Dados do exercício
_ _ _ _
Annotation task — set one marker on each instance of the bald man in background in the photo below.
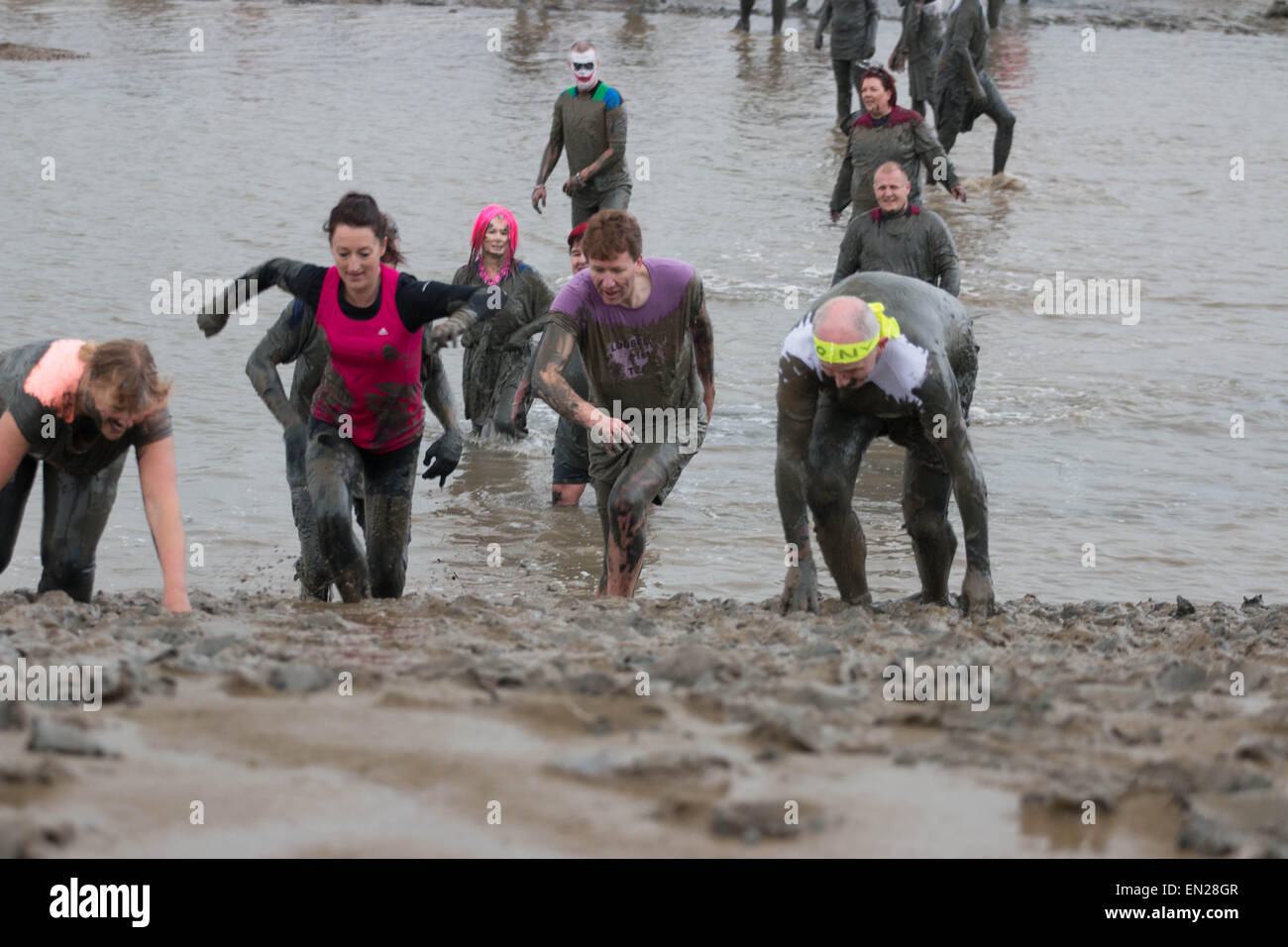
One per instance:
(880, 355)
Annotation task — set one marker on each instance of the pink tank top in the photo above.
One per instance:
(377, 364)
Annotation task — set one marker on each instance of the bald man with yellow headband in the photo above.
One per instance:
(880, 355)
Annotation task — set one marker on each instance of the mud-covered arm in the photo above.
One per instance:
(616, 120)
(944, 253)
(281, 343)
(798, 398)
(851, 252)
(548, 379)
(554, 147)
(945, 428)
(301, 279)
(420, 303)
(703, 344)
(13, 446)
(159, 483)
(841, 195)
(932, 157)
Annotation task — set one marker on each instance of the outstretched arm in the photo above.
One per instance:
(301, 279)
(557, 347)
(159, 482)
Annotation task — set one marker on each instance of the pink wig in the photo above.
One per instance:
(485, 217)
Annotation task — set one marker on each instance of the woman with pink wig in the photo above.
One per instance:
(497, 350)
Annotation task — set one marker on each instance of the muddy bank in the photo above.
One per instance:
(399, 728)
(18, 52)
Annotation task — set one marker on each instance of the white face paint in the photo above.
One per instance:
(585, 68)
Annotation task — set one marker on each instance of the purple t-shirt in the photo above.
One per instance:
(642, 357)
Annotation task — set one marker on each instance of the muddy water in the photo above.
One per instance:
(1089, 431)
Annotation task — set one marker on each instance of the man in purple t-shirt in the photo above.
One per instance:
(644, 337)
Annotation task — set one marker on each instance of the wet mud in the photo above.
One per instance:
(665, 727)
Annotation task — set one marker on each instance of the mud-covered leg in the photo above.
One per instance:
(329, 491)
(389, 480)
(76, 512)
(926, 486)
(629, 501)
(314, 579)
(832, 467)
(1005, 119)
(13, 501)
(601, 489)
_ _ _ _
Instruções da tarefa
Transforme todos os itens acima em um CSV de duas colunas, texto e resposta, com uma linha por item e cada campo entre aspas, trocando as quebras de linha por espaços. Deixe as imagens de fora.

Resultado do exercício
texto,resposta
"Annotation task — set one marker on each instance of the bald man in background in the photo below. One per instance:","(880, 355)"
"Annotation task — set one marker on each instance of the pink tank top in the photo above. One per instance:","(377, 364)"
"Annotation task — set one marker on each instance of the bald man with yellow headband in the photo above. One per instance:","(880, 355)"
"Annotation task — set one marker on each instance of the mud-covered arm in the photo above. One per instance:","(616, 120) (944, 253) (281, 343) (798, 398) (851, 252) (548, 379) (554, 147) (945, 428) (301, 279) (420, 303) (703, 344) (13, 446) (159, 483) (841, 195) (932, 157)"
"Annotation task — set one marker on each instance of the outstretched arm in the photo above. One per instance:","(301, 279) (557, 347) (159, 482)"
"Annotation task — set one marker on each instance of the pink wig in the photo above. One per instance:","(485, 217)"
"Annotation task — set one marker on each instance of the woman with pink wig in the photo above. One per instance:","(497, 350)"
"Annotation task — set one marker on each instance of the muddy bank in the photo above. One per instance:","(399, 728) (18, 52)"
"Annotation task — set one marker on each instance of the white face paint in the photo above. One per instance:","(585, 68)"
"Annotation task — set one marker on each instance of the purple t-shirt in the photo above. One per instance:","(642, 357)"
"Annotation task — set one marker on each instance of the muddy water in the photo above. One per instance:","(1089, 431)"
"Annotation task — set one marker on each instance of the man in purple t-shirt in the photo above. One per instance:","(644, 337)"
"Annotation task — set one marker on each instance of the wet mud in the photo above. One per instance:","(665, 727)"
"Annotation task — set one marker on each instance of the mud-covered leg in the photo above. One per instance:","(329, 491) (389, 480) (76, 512) (926, 486) (629, 501) (314, 579) (832, 467) (1005, 119) (13, 501) (601, 489)"